__Goal of the exercise__
Take down each entry exactly as written.

(Saved entries)
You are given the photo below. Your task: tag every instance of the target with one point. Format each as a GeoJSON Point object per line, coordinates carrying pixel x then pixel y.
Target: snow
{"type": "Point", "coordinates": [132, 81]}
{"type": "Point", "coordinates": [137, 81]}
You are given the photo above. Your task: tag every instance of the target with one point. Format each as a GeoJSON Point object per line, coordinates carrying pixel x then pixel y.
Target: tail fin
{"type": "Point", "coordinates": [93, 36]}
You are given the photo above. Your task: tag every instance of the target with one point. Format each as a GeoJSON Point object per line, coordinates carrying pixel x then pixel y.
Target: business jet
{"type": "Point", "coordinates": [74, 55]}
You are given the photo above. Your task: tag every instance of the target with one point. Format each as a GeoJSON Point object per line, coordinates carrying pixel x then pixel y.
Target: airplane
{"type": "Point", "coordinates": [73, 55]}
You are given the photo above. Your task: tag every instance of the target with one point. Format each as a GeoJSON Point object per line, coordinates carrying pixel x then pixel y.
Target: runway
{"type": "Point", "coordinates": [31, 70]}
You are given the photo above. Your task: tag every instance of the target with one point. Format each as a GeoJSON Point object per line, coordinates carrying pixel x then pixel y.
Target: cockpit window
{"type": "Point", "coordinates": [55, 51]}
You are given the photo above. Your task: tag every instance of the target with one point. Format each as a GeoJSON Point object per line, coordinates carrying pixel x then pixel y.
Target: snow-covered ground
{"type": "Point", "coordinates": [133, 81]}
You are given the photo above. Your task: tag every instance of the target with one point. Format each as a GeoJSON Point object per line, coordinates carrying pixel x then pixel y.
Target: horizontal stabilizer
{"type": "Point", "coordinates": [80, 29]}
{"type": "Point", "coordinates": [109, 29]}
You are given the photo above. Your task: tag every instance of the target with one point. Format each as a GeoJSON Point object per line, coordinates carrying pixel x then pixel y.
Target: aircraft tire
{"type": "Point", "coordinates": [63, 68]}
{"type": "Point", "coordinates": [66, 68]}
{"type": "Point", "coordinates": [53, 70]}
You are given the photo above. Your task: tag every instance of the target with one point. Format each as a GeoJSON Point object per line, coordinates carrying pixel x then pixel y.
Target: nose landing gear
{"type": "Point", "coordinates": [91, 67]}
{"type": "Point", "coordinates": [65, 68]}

__Written solution__
You are given the photo below. Your task: tag every instance of the target with one point. Format each as a GeoJSON Point object per line, coordinates carrying pixel x then pixel y.
Target: snow
{"type": "Point", "coordinates": [132, 81]}
{"type": "Point", "coordinates": [137, 81]}
You are given the photo above. Your task: tag every instance of the target with one point. Format each as a GeoJSON Point object per line, coordinates carrying pixel x then pixel y.
Target: tail fin
{"type": "Point", "coordinates": [93, 36]}
You are given the photo above. Your task: tag every instance of the target with one point. Format each as a GeoJSON Point object per line, coordinates carrying pixel x then pixel y.
Target: business jet
{"type": "Point", "coordinates": [74, 55]}
You are given the photo above. Your task: tag every instance of the target with one point. Format each as a GeoJSON Point object per line, coordinates carrying pixel x then pixel y.
Target: airplane
{"type": "Point", "coordinates": [73, 55]}
You are given the photo above. Your task: tag every instance of the target with one point. Format each as a GeoJSON Point object per line, coordinates carrying pixel x then pixel y.
Target: runway
{"type": "Point", "coordinates": [31, 70]}
You are given the photo above. Your task: tag every instance of the target with one point. Format each as a GeoJSON Point object per line, coordinates carrying pixel x then pixel y.
Target: cockpit window
{"type": "Point", "coordinates": [55, 51]}
You are given the photo above. Your task: tag every instance of the target with one point. Format each as a GeoJSON Point object per line, coordinates carrying pixel x then pixel y.
Target: snow-covered ground
{"type": "Point", "coordinates": [133, 81]}
You are given the photo above. Your task: tag every instance of the target with one point. Format each as a GeoJSON Point object per line, coordinates carrying pixel x then pixel y.
Target: horizontal stabilizer
{"type": "Point", "coordinates": [80, 29]}
{"type": "Point", "coordinates": [109, 29]}
You are given the photo above. Your task: tag every instance of the target with one point. Format each as a GeoJSON Point object per line, coordinates carrying pixel x then pixel y.
Target: aircraft tire
{"type": "Point", "coordinates": [63, 68]}
{"type": "Point", "coordinates": [66, 68]}
{"type": "Point", "coordinates": [53, 70]}
You are given the photo above. Your task: tag every instance of the target with one point. Format each as a GeoJSON Point object per line, coordinates carrying pixel x then pixel y.
Target: nose landing gear
{"type": "Point", "coordinates": [91, 67]}
{"type": "Point", "coordinates": [65, 68]}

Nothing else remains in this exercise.